Source material section start
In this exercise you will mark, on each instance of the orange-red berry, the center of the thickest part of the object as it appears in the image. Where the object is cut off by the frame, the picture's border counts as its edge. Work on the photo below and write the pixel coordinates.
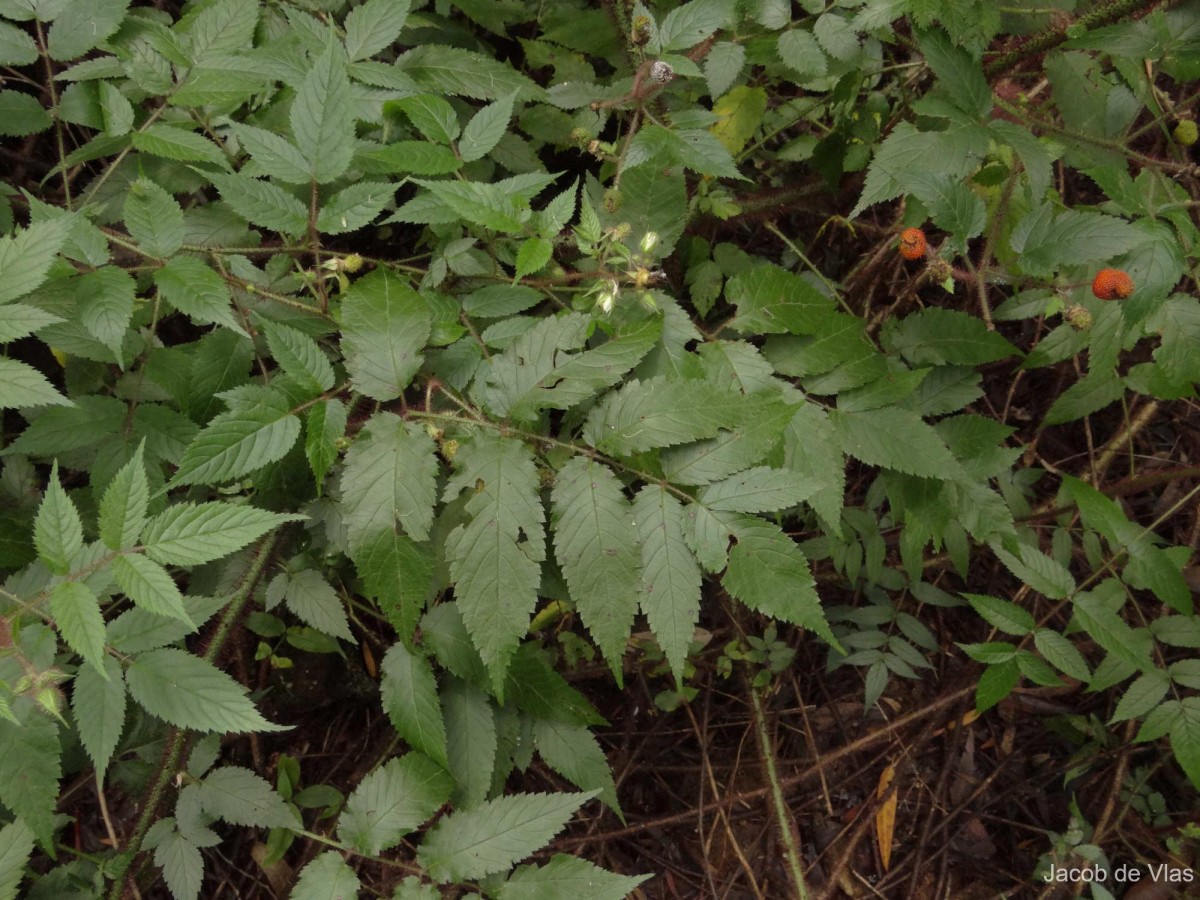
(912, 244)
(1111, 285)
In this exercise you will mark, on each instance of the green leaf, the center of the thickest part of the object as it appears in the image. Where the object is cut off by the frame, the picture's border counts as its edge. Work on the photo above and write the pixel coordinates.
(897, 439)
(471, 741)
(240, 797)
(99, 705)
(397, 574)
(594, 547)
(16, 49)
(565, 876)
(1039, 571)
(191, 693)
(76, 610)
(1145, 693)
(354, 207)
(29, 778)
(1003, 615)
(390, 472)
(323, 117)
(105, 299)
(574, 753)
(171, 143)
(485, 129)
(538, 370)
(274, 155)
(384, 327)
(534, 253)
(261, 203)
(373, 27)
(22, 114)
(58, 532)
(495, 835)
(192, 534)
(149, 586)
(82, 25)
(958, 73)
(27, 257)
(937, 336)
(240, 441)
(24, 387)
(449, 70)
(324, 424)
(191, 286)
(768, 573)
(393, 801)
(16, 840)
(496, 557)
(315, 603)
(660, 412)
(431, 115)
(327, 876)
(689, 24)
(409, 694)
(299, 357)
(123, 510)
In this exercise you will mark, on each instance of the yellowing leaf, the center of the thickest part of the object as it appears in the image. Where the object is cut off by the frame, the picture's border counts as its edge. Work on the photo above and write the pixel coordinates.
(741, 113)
Source material section end
- What to produce:
The copy you produce must hold all the records above exactly and none of their pictures.

- Your response:
In this exercise you will mark, on each instance of the orange-red berry, the center of the thickest part of the object as it appears in the image. Where the object is cut off by the frame, the picture's border counts as its edge. Work on the photo below and write the pixel coordinates.
(912, 244)
(1111, 285)
In this exercise you will mark, on each instance of the green leaf, the center of the thickest part of the object as it appears in the image. Where the object is cut off by the frame, the picture's border counts as its edge. Work on the photo above and write the pixel coordinates.
(897, 439)
(471, 741)
(240, 797)
(99, 705)
(397, 574)
(594, 547)
(16, 49)
(565, 876)
(1039, 571)
(191, 693)
(76, 610)
(1145, 693)
(354, 207)
(29, 778)
(1003, 615)
(390, 472)
(323, 117)
(105, 299)
(574, 753)
(171, 143)
(485, 129)
(538, 370)
(274, 155)
(384, 327)
(534, 253)
(261, 203)
(373, 27)
(22, 114)
(58, 532)
(495, 835)
(192, 534)
(149, 586)
(82, 25)
(958, 73)
(27, 257)
(937, 336)
(240, 441)
(24, 387)
(449, 70)
(324, 424)
(191, 286)
(768, 573)
(393, 801)
(16, 840)
(496, 557)
(315, 603)
(660, 412)
(431, 115)
(327, 876)
(689, 24)
(409, 694)
(299, 357)
(123, 510)
In this exercise you will mark, on each instance of the yellowing leaf, the center of the thickest part of the object as it appears in the image. Where the object is cut off by the frame, the picture's border counts as its edge. Work on the photo above and write the pixel coordinates.
(741, 113)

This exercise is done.